**Documento**.

>>>>

Baroja ha tallado el personaje del Bizco como si fuera la personificación del mal, dotado de una porción de comportamientos y cualidades negativas, a cual peor, a lo largo de la trilogía. De más malo que un dolor, o peor que la carne el pescuezo lo hemos calificado. Una vez detenido, juzgado y a la espera en el corredor de la muerte, confinado en la soledad de las últimas horas, lo redime. A instancias de Juan, Manuel va a visitar al Bizco humanizado. A pesar de no mostrar ni un asomo de arrepentimiento en sus entrañas, le dota de la potestad de pensar y de sentir gran tristeza, una enorme tristeza, lo cual lo diferencia de los animales. “La vagancia había sido para su alma como una hemorragia del espíritu. Su poca inteligencia se había esparcido en las cosas como se esparce el perfume en el aire”. Solo le pide que no le hagan daño en el viaje final. En cumplimiento del último deseo del condenado, varios componentes del grupo de la taberna del Chaparro van a visitar a uno de los sacerdotes del patíbulo, verdugo oficial del reino. Cuenta con catorce o quince ejecuciones a la espalda, un oficio mardesío que tiene que pagar los arreos propios de la faena del ajusticiamiento: “Estas correas las he tenío que pagar yo” - se lamenta el verdugo. Un oficio que “er malo pero peó e morirse de jambre”. Confiesa con la pesadumbre e impotencia del que ha probado la mar de oficios para nada: “He sío sordao en Cuba durante muchos años; he sío herraor, barbero, carretero, vendeor de juguetes..., ¿y qué?, no podía viví”. El ejecutor de sentencias de Francia está mejor considerado (seguro que también tiene más guillotinas que afilar), dispone de treinta mil reales de jornal y le queda una buena jubilasión. El corazón de Pío Baroja desborda ternura para describir a los desheredados, el oficio de verdugo. Le da voz a los seres más marginales y arrinconados de la sociedad, desbroza una senda que después seguirán Luis Berlanga (1963) y Basilio Martín Patino (1977) en el cine. El verdugo es el administrador de la justicia, la espada justiciera del derecho, el brazo tonto de la ley, cuando la pena a aplicar es la máxima. Por similar motivo se había apiadado antes de Jesús y del señor Canuto, y de su afición a profanar tumbas de cementerios abandonados.
Morales resulta ser un buen gestor de la imprenta. Con buen criterio empresarial se le ocurre que un encuadernador al pie de casa le vendría bien al negocio, ello le atraería clientela y ahorrarían trabajo y gastos de transporte. Manuel está de acuerdo con la sugerencia y se dirige a casa de Jacob a proponerle el negocio. Este viejo conocido es un negociante duro de pelar. Va a lo suyo, llora y se queja para conseguir las mejores condiciones. No le interesan las discusiones de política, son cosas de otra raza, de otra religión, pero acepta el desafío y se instala.

<<<<

**Material mostrado**.
>>>>

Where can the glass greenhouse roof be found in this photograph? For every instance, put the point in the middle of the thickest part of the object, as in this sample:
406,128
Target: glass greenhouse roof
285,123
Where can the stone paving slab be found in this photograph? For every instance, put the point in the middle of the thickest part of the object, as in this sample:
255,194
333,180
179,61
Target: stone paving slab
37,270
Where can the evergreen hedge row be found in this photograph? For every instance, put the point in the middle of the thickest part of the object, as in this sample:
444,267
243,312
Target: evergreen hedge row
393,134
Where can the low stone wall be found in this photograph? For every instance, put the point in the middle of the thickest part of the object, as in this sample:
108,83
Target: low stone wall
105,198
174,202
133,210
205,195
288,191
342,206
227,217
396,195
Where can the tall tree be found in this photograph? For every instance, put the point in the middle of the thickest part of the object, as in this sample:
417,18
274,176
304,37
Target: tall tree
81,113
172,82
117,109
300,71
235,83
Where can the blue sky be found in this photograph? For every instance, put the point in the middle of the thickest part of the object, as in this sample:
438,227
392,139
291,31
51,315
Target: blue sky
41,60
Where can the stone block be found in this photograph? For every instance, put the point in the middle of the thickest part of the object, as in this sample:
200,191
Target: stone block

<<<<

**Tareas**.
1. Indica si cada afirmación coincide con el texto sobre Baroja y cita las palabras que lo deciden. (a) El verdugo dice haber trabajado de barbero. (b) El verdugo lleva más de veinte ejecuciones. (c) A Jacob le interesan las discusiones de política.
2. Enumera todos los oficios que el verdugo, en su confesión del texto sobre Baroja, dice haber ejercido antes.
3. Reproduce el fragmento del texto sobre Baroja que va de "Morales resulta ser" a "y se instala.".

**Soluciones**.
1.
(a) Sí: "he sío herraor, barbero, carretero, vendeor de juguetes".
(b) No: "Cuenta con catorce o quince ejecuciones a la espalda".
(c) No: "No le interesan las discusiones de política".

2. sordao en Cuba, herraor, barbero, carretero, vendeor de juguetes

3.
Morales resulta ser un buen gestor de la imprenta. Con buen criterio empresarial se le ocurre que un encuadernador al pie de casa le vendría bien al negocio, ello le atraería clientela y ahorrarían trabajo y gastos de transporte. Manuel está de acuerdo con la sugerencia y se dirige a casa de Jacob a proponerle el negocio. Este viejo conocido es un negociante duro de pelar. Va a lo suyo, llora y se queja para conseguir las mejores condiciones. No le interesan las discusiones de política, son cosas de otra raza, de otra religión, pero acepta el desafío y se instala.